Two budgets dominate CockroachDB memory and both feed this number. The Pebble block cache (set by --cache, default 25% of system memory in production) is a long-lived allocation that fills early and stays full; it is healthy, not a leak. The SQL memory pool (set by --max-sql-memory, default 25%) grows and shrinks with query complexity: hash joins, large sorts, and wide aggregations spill into it, and a single unbounded query can push a node into the alert band on its own. Anything above those two budgets is Go runtime, goroutine stacks, and OS page cache. Because the cache budget is effectively permanent, a node at rest typically sits around the 30 to 50% band; the movement that matters is the SQL pool expanding under load.
Worked example
A platform team runs a 6-node CockroachDB cluster (each node a 16 GB VM,--cache=4GiB, --max-sql-memory=4GiB) backing the order and inventory services for an ecommerce estate. Snapshot taken on 14 Apr 26 at 20:05 BST, during an evening promotional push.
| Node | RSS in use | Memory limit | Usage % | State |
|---|---|---|---|---|
| n1 | 6.1 GB | 16 GB | 38% | healthy |
| n2 | 6.4 GB | 16 GB | 40% | healthy |
| n3 | 14.2 GB | 16 GB | 89% | alert |
| n4 | 6.2 GB | 16 GB | 39% | healthy |
| n5 | 5.9 GB | 16 GB | 37% | healthy |
| n6 | 6.3 GB | 16 GB | 39% | healthy |
LIMIT/index to the report query so it stops spilling, and schedule a review of --max-sql-memory sizing. Three takeaways:
- Read the worst node, not the average. A 47% cluster mean looks comfortable and is misleading; OOM is per-node, so the max is the number that can page you.
- A single node trending up alone is a workload-distribution problem, not a sizing problem. Adding RAM cluster-wide papers over a hot-range or expensive-query issue that will recur.
- The cache budget is supposed to be full. Do not chase the Pebble cache allocation as a leak; chase the SQL pool growth, which is the part that moves with traffic.

**Tasks**
A. Summarize the CockroachDB memory text in two sentences.
B. Pick up the CockroachDB memory text after its final takeaway and keep writing.
The rows have nothing to do with the text on CockroachDB memory.

**Data entries**
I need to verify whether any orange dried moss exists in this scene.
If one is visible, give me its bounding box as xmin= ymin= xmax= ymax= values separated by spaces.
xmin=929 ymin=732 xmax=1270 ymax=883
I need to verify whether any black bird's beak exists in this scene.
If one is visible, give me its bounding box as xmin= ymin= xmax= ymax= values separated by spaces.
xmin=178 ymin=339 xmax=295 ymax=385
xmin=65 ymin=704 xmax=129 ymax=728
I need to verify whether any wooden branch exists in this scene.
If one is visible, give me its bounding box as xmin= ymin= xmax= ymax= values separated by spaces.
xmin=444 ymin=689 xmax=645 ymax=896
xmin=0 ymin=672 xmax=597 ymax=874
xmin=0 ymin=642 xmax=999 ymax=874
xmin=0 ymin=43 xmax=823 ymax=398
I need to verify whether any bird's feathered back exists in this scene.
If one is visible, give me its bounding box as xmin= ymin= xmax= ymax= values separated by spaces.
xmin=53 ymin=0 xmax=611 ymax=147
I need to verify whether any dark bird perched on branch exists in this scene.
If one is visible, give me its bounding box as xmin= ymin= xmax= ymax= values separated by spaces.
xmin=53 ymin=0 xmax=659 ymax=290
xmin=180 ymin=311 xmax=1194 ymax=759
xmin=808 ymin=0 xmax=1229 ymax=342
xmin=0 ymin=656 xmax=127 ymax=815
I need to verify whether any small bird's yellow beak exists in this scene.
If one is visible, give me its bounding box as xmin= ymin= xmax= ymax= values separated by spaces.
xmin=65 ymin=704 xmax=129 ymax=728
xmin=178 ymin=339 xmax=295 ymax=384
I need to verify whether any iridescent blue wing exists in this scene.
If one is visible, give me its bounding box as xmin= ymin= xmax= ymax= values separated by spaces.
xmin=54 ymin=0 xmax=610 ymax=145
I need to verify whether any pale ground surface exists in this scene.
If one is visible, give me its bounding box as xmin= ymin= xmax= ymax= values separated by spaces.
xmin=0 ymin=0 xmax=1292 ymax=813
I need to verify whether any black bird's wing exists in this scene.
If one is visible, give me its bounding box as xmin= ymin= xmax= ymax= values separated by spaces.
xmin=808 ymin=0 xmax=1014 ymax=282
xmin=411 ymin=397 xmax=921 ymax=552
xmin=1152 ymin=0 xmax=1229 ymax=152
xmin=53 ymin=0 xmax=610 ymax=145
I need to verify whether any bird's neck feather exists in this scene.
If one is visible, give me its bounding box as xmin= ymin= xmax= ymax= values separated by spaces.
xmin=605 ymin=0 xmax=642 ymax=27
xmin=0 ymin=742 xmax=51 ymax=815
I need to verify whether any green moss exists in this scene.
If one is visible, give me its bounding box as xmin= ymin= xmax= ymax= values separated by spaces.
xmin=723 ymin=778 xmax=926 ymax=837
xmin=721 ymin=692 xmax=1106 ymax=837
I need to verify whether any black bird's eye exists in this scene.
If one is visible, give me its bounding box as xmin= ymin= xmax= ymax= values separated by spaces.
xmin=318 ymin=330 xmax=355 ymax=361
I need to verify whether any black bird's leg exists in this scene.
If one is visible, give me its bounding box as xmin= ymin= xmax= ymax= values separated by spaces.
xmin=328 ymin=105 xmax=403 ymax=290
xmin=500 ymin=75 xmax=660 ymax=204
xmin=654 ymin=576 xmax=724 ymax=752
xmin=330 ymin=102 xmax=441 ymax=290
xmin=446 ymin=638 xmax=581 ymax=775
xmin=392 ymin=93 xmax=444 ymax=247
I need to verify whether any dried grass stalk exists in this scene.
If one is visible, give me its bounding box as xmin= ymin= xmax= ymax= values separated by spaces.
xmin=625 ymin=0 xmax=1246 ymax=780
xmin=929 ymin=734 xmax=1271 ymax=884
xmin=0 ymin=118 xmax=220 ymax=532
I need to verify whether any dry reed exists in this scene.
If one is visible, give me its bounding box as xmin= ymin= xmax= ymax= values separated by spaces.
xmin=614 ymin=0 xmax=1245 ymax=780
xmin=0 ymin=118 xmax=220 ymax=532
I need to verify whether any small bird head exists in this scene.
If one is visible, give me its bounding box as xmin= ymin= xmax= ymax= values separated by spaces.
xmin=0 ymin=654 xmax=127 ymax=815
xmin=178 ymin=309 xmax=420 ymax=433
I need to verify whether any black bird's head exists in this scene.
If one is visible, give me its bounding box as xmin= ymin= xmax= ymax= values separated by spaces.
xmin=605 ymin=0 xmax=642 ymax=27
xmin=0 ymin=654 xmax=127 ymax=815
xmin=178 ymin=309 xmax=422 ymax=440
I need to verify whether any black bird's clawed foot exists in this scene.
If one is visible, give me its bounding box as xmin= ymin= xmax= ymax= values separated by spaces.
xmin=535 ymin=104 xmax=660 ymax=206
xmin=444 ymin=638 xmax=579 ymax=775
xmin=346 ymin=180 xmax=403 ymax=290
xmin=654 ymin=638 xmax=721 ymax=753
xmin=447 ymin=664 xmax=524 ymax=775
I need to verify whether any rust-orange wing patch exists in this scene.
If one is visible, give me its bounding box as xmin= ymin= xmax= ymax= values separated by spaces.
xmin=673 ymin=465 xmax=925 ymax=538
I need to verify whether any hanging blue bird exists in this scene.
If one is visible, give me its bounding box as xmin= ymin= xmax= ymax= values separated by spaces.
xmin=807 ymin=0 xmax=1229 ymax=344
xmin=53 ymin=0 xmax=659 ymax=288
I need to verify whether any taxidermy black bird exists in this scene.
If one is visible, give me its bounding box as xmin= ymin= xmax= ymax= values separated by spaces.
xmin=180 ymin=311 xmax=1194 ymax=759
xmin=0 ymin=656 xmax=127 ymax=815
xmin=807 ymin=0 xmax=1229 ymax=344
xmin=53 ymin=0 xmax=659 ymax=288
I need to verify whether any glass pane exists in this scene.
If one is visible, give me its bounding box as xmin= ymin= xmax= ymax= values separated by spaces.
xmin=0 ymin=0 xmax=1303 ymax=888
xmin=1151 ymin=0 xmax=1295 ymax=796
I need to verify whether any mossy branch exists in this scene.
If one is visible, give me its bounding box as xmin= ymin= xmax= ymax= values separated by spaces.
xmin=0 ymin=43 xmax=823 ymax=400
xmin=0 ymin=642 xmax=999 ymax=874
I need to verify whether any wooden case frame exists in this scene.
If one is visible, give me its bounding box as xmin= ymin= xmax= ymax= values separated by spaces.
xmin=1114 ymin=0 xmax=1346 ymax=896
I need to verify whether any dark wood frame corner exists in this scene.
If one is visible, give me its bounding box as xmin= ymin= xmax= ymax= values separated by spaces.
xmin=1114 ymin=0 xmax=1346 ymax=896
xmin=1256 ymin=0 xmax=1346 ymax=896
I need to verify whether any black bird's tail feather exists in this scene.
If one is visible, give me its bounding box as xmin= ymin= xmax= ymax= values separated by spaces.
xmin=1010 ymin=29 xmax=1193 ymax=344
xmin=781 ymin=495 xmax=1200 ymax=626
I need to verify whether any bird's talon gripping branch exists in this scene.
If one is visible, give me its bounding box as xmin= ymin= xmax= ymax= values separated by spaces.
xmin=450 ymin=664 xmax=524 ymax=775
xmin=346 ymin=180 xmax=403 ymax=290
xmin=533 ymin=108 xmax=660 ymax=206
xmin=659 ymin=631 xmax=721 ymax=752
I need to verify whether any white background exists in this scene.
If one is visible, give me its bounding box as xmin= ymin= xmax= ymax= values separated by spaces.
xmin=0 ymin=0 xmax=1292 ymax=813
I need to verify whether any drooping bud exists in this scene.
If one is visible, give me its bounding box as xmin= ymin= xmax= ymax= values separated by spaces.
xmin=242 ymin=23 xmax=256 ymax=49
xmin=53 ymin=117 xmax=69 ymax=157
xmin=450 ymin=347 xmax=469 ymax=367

**Responses by task**
A. CockroachDB memory is dominated by two budgets: the Pebble block cache, a long-lived allocation that fills early and stays full, and the SQL memory pool, which grows and shrinks with query complexity. In a worked example of a 6-node cluster, one node sits at 89% while the rest are near 40%, and the takeaways are to read the worst node rather than the average, treat a single node trending up alone as a workload-distribution problem, and chase SQL pool growth instead of the cache.

B.
Sibling cards
| Card | Why pair it with Memory Usage % | What the combination tells you |
|---|---|---|
| Database Disk Usage % | The other half of node capacity. | Memory and disk both climbing equals genuine capacity exhaustion; only memory climbing equals a workload or query problem. |
| Connection Pool Saturation % | Each connection consumes SQL memory. | High saturation plus high memory equals connection pressure inflating the SQL pool; cap the pool before adding RAM. |
| Range Lease Balance Skew % | Explains a single hot node. | Memory skewed to one node tracking lease skew confirms a hot-range cause rather than under-provisioning. |
| Statement Latency p99 (ms) | Memory pressure shows up as tail latency. | Rising memory with rising p99 on the same node is the spill-to-pool signature. |
| Cluster Node Count | Confirms whether an OOM has already happened. | A node-count dip following a memory spike is an OOM-kill you can now confirm. |
| Statements per Second (live) | The load driver behind memory growth. | Memory rising with QPS is expected scaling; memory rising with flat QPS is a single expensive query. |
| CockroachDB Health Score | The composite that weights capacity signals. | Sustained memory alert pulls the health score down even while other signals stay green. |
Reconciling against the source
To confirm the figure natively, open the DB Console Hardware dashboard and read the Memory Usage time series per node, or query the status endpoint forsys.rss against the node memory limit. The same per-node RSS is exposed in crdb_internal.node_metrics (filter for the sys.rss metric). On CockroachDB Cloud the equivalent appears on the cluster Metrics page under the memory chart for each node.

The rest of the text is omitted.